WORK INSTRUCTIONS
Write out every item again, replacing "drop a marker" with "place a pin" wherever it occurs and keeping everything else the same.

DATA SUPPLIED
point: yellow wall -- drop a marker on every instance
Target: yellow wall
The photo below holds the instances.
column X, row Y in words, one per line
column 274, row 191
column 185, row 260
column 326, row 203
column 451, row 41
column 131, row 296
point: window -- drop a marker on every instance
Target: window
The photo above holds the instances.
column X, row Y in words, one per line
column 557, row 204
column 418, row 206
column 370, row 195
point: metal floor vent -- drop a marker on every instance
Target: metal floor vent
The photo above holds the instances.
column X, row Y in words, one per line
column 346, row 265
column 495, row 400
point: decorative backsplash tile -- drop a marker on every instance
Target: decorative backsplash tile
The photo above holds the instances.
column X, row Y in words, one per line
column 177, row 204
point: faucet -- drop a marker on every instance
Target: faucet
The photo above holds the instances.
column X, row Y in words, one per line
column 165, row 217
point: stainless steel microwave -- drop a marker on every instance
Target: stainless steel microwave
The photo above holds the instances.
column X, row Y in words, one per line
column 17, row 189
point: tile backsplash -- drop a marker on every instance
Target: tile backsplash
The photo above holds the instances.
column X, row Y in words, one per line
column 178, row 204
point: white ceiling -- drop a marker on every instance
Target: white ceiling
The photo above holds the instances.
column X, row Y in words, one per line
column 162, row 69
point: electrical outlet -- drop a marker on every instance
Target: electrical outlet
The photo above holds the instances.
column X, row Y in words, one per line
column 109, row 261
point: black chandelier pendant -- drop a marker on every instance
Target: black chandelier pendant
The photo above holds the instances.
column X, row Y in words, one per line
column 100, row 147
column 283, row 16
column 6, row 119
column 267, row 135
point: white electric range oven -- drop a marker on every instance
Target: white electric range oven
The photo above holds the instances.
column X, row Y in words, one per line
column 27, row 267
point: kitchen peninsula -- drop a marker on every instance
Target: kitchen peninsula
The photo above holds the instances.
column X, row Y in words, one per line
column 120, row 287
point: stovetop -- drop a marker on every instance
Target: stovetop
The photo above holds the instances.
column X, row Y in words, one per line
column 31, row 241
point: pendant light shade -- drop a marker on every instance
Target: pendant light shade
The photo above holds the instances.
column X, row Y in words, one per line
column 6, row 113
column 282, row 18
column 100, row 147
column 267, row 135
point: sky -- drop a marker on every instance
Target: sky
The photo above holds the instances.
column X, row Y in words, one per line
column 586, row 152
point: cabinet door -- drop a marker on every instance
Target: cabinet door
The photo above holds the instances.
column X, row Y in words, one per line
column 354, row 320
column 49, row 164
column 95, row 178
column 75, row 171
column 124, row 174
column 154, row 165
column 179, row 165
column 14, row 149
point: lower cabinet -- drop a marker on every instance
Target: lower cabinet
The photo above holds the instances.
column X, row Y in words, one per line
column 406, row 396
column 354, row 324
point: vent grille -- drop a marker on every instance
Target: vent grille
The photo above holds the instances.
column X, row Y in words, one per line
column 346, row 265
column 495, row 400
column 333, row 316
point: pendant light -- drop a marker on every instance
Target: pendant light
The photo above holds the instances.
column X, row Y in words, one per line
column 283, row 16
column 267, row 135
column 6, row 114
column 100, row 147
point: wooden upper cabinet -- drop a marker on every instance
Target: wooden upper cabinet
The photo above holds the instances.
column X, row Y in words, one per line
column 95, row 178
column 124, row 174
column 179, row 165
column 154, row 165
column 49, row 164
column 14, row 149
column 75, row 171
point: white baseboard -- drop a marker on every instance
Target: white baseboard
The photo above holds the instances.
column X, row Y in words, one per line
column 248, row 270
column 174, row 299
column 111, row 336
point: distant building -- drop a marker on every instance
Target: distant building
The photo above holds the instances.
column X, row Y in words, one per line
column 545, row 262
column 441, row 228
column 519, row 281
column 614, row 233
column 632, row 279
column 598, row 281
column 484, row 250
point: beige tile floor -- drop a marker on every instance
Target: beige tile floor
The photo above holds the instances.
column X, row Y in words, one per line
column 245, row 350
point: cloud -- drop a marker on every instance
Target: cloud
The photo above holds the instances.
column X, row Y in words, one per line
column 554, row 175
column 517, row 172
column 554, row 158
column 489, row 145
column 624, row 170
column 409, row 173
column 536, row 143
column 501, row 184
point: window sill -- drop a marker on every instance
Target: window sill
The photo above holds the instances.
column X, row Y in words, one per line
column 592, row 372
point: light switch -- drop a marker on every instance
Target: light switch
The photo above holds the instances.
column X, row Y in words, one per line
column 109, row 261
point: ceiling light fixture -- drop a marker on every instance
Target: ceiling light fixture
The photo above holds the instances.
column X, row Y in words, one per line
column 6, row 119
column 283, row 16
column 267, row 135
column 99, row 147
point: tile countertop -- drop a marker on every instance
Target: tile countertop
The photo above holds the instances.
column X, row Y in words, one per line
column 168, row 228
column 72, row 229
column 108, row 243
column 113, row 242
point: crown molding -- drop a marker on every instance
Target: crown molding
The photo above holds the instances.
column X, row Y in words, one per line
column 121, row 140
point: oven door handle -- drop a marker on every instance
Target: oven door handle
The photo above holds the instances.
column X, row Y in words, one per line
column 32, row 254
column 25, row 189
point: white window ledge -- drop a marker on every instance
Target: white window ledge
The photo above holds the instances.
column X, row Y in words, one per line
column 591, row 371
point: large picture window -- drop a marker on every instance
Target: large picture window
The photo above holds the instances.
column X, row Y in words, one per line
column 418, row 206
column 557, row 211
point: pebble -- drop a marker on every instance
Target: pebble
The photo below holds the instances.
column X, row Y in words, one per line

EXERCISE RESPONSE
point: yellow wall -- place a pin on every instance
Target: yellow wall
The photo below holds the instances.
column X, row Y in words, one per line
column 274, row 191
column 185, row 260
column 326, row 203
column 451, row 41
column 131, row 296
point: window -- place a pin on every instance
Target: window
The photo above holds the instances.
column X, row Y in words, one per line
column 557, row 204
column 418, row 206
column 370, row 195
point: metal floor vent -- place a pin on every instance
Target: metal floor vent
The photo above holds the instances.
column X, row Y in words, one per line
column 346, row 265
column 495, row 400
point: decorative backsplash tile -- place a pin on every instance
Target: decorative backsplash tile
The photo above holds the instances.
column X, row Y in words, one per line
column 177, row 204
point: faucet -- place a pin on every instance
Target: faucet
The photo above holds the instances.
column X, row Y in words, one per line
column 165, row 217
point: stainless steel microwave -- place a pin on every instance
Target: stainless steel microwave
The photo above holds the instances.
column X, row Y in words, one per line
column 17, row 189
point: tile backsplash -- place a pin on every instance
Target: tile backsplash
The photo above holds the instances.
column X, row Y in words, one per line
column 178, row 204
point: white ceiling -- place a pin on every instance
Target: white ceiling
The photo above holds the instances.
column X, row Y in words, one per line
column 162, row 69
point: electrical outlet -- place a pin on every instance
Target: electrical outlet
The photo above holds the instances.
column X, row Y in words, one per line
column 109, row 261
point: black chandelier pendant -- place a pin on every instance
Target: black chandelier pendant
The photo above holds the instances.
column X, row Y in words, one per line
column 100, row 147
column 283, row 16
column 6, row 119
column 267, row 135
point: white electric range oven -- place a pin on every instance
Target: white electric range oven
The photo above holds the instances.
column X, row Y in words, one per line
column 27, row 267
point: kitchen peninsula -- place a pin on every instance
Target: kitchen peninsula
The photo above holds the instances.
column X, row Y in words, one per line
column 120, row 287
point: stovetop -- place a pin on every instance
Target: stovetop
The photo above holds the instances.
column X, row Y in words, one per line
column 31, row 241
point: pendant light shade -- place a pin on every instance
Target: pendant light shade
The photo above holds the instances.
column X, row Y in words, one per line
column 6, row 113
column 282, row 18
column 100, row 147
column 267, row 135
point: sky -- place a pin on every instance
Target: sky
The photo above holds the instances.
column X, row Y in words, one per line
column 586, row 152
point: cabinet door -- place a pin on every instance
Target: cabinet door
The photo above holds the instances.
column X, row Y in words, one per line
column 354, row 320
column 49, row 164
column 95, row 178
column 75, row 171
column 124, row 174
column 154, row 165
column 179, row 165
column 14, row 149
point: lower cabinet -- place a pin on every instance
Target: lower cabinet
The photo above holds the instances.
column X, row Y in words, one per line
column 406, row 396
column 354, row 324
point: vent grille -- place a pin on every instance
Target: vent grille
The photo above holds the instances.
column X, row Y in words, one per line
column 346, row 265
column 495, row 400
column 333, row 316
point: pendant light -- place a pin on every instance
Target: pendant light
The photo above holds the instances.
column X, row Y in words, one per line
column 283, row 16
column 267, row 135
column 6, row 114
column 100, row 147
point: wooden upper cabinet -- place a pin on every instance
Target: wooden upper cabinet
The photo above holds the instances.
column X, row Y in words, one per line
column 95, row 178
column 124, row 174
column 179, row 165
column 154, row 165
column 49, row 164
column 14, row 149
column 75, row 171
point: white baseboard -- place a pin on every instance
Target: white baseboard
The photo above holds the instances.
column X, row Y in words, one per line
column 248, row 270
column 174, row 299
column 111, row 336
point: distant building -- place a pin on every instance
Target: distant building
The photo above holds the instances.
column X, row Y in words, one per line
column 545, row 262
column 441, row 228
column 519, row 281
column 614, row 233
column 632, row 279
column 598, row 281
column 484, row 250
point: beige tile floor -- place a pin on every instance
Target: beige tile floor
The photo above holds the instances.
column X, row Y in words, one per line
column 245, row 350
point: cloud -- place a pin on every instance
Target: cloud
The photo above holds the instances.
column X, row Y in words, one per line
column 554, row 175
column 517, row 172
column 554, row 158
column 489, row 145
column 624, row 170
column 409, row 173
column 536, row 143
column 501, row 184
point: window sill -- place a pin on every instance
Target: window sill
The photo above holds the instances.
column X, row Y in words, one per line
column 592, row 372
point: light switch -- place a pin on every instance
Target: light switch
The photo above holds the instances.
column X, row Y in words, one per line
column 109, row 261
point: ceiling light fixture -- place a pin on every instance
Target: ceiling light fixture
The photo above holds the instances.
column X, row Y in words, one per line
column 6, row 119
column 283, row 16
column 267, row 135
column 99, row 147
point: tile countertop -- place a pin on every instance
Target: tile countertop
The photo above holds the instances.
column X, row Y in words, one per line
column 168, row 228
column 72, row 229
column 108, row 243
column 113, row 242
point: crown molding -- place a pin on every instance
Target: crown molding
The photo above holds the instances.
column X, row Y in words, one per line
column 121, row 140
point: oven door handle -- place a pin on every instance
Target: oven door handle
The photo above holds the instances.
column X, row Y in words, one per line
column 32, row 254
column 25, row 189
point: white window ledge -- place a pin on every instance
Target: white window ledge
The photo above holds the instances.
column X, row Y in words, one per line
column 591, row 371
point: large picture window -- place a pin on every instance
Target: large picture window
The photo above holds the instances.
column X, row Y in words, one per line
column 418, row 206
column 557, row 211
point: pebble -- place a pin on every instance
Target: pebble
The photo below holds the instances.
column X, row Y in words, one per line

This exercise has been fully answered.